- [WHAT THIS TASK INVOLVES]:
Find the lines below that contain the string "sock". Copy each one.

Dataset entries
↓

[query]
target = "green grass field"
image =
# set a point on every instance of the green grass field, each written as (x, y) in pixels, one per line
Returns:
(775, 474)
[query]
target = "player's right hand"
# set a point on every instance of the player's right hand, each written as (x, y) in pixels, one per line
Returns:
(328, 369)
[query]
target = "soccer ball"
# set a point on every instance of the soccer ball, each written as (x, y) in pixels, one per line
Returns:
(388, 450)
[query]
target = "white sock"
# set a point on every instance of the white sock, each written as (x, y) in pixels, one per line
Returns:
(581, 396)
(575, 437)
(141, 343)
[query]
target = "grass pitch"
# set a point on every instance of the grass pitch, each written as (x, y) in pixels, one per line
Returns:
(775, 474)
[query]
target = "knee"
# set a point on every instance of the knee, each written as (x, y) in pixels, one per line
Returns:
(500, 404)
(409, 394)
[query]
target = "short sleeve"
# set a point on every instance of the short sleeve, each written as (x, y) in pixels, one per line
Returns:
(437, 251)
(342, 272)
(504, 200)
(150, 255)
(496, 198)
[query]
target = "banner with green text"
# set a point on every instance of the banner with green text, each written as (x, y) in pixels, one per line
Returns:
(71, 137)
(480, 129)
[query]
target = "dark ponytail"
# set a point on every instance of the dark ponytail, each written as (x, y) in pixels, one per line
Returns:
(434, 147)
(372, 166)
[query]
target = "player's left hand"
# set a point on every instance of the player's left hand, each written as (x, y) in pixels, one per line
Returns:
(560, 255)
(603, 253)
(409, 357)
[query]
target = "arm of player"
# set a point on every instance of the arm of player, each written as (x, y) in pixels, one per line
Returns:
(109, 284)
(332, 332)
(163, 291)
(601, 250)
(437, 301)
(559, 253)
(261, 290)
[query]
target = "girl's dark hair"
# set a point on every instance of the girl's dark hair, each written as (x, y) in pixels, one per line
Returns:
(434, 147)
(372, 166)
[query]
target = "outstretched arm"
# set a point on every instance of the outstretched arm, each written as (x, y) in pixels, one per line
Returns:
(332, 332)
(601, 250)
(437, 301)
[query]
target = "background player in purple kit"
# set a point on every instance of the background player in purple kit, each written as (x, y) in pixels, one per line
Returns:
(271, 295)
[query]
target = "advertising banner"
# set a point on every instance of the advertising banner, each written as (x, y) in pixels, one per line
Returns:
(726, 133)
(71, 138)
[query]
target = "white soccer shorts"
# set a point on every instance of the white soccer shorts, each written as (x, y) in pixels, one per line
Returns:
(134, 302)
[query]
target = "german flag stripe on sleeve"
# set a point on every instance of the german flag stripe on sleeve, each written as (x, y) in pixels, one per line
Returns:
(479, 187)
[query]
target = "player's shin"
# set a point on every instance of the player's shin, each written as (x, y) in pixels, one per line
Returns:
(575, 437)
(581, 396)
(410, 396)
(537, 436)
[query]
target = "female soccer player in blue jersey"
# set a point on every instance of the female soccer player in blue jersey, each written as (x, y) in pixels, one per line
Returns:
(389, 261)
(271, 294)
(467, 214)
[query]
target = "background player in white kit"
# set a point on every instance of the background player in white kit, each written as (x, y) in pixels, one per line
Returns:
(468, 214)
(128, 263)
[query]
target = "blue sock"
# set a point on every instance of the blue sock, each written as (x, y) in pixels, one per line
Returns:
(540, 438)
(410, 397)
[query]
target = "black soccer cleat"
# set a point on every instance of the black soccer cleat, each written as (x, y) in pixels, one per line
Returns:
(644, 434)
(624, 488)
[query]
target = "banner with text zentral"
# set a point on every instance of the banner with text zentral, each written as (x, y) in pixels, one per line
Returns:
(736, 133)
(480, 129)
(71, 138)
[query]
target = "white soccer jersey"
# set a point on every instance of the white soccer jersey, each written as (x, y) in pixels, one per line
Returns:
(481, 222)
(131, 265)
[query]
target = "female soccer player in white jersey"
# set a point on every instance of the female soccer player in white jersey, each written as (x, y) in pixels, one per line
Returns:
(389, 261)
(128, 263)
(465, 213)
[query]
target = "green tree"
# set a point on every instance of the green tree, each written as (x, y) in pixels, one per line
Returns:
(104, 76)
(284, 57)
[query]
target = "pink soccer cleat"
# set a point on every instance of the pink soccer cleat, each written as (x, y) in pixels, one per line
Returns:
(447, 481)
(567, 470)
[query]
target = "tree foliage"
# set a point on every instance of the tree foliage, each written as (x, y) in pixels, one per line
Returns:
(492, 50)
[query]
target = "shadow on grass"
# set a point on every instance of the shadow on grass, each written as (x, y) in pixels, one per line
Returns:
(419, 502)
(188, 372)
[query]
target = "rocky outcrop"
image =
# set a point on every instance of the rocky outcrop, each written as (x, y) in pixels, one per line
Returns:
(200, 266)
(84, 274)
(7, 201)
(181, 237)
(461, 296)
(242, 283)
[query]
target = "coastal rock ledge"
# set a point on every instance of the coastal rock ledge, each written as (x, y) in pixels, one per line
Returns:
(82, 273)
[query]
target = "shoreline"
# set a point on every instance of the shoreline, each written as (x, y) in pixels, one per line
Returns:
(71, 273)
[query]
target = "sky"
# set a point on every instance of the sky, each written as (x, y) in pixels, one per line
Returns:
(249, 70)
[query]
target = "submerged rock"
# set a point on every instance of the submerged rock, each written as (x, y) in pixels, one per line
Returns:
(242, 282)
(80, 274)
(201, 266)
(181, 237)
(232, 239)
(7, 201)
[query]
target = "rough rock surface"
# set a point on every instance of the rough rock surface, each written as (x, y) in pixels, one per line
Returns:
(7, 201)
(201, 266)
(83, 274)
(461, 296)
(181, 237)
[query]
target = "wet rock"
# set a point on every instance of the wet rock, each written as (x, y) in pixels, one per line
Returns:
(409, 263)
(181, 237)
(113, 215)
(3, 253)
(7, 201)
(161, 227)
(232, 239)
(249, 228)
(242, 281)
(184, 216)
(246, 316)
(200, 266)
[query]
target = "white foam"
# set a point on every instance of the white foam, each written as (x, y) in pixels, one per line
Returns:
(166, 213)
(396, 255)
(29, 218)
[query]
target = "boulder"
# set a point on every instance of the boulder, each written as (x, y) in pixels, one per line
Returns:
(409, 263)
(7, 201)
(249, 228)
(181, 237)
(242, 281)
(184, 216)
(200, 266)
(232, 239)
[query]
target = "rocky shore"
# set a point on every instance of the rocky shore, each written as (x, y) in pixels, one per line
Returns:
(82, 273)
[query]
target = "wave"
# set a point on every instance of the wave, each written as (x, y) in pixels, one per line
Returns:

↑

- [SOLUTION]:
target = "white sock"
# set a point on every instance of the white sock, each written as (x, y) in pixels, one per line
target = "blue sock"
# set a point on every instance of the blue sock, each written as (x, y) in pixels, one per line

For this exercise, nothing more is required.